→ Text segment
One of the first sections to be removed from the Kernel was the SystemVars.
Initially it only the handled the code variables (and a couple of
static variables that we set on start up). In particular, the variables like
Sys$ReturnCode and the other related
variables were handled here.
Amusingly, this is one place where the Return Code Limit is enforced - if, on exit, a command tries to set a return code which is too high, the SystemVars module handles the code variable which reports this as an error, which in turn causes the system to report an error as the application exits.
Sadly, the collusion here between this module and the Kernel still exists - because the SWI OS_Exit code doesn't rely on the SystemVars. It is understandable, albeit awkward. Ideally this might be abstracted better so that either they shared a common location, or the environment for the system was better managed so we didn't have bits and pieces dotted around everywhere.
Because these code variables needed to know where the workspace for the new
SystemVars module lived, it was necessary to introduce private workspace for
the code variables. This was eventually used across the entire system.
Instead of each individual module
providing its own magic veneers that would load the workspace, the Kernel
(at the time, and SystemVars later) would pass them the workspace pointer
R12. It is rather surprising that this had not been
implemented in earlier versions of
the Operating System, really - most other code entry points had a workspace pointer
available to them.
In any case, for a later Select, parts of the abstraction were increased so
that the SystemVars module handled all the system variable APIs. Because the work
done by system variables is closely related to SWI OS_GSTrans, all those related
functions are also handled by the module. Any of the
GS* operations can work
with the system variables, so need to have access to them.
Much of the system variable handling consisted of pretty simple allocate functions, search functions and a smattering of translations. The bulk of the time was spent in performing the search for variables and memory allocation. For RISC OS 4, these had been improved by Acorn so that they were less significant, using local caches and fast allocation lists. Really doing all this work in assembler was just a maintenance nightmare. One of the reasons for ripping the lot out of the Kernel was to make it easier to maintain - which it was, to an extent - but if the code you're maintaining is still a hacked version of the code that was written for RISC OS 2 (or maybe Arthur), that doesn't say much.

→ Set of tasks
a) Return the stretch of the SystemVars passage from "Initially it only" through "were handled here.", copied word for word.
b) According to the SystemVars passage, what did most of the system variable handling consist of? List each item.

→ Dataset excerpt
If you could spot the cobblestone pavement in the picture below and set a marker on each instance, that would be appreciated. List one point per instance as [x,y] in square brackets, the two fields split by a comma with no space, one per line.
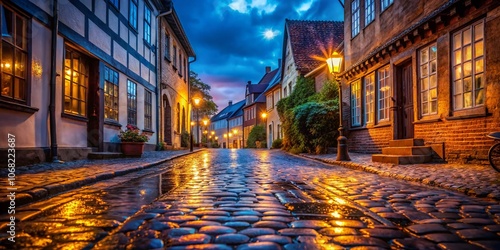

→ Exercise solutions
a)
Initially it only the handled the code variables (and a couple of
static variables that we set on start up). In particular, the variables like
Sys$ReturnCode and the other related
variables were handled here.

b)
- allocate functions
- search functions
- translations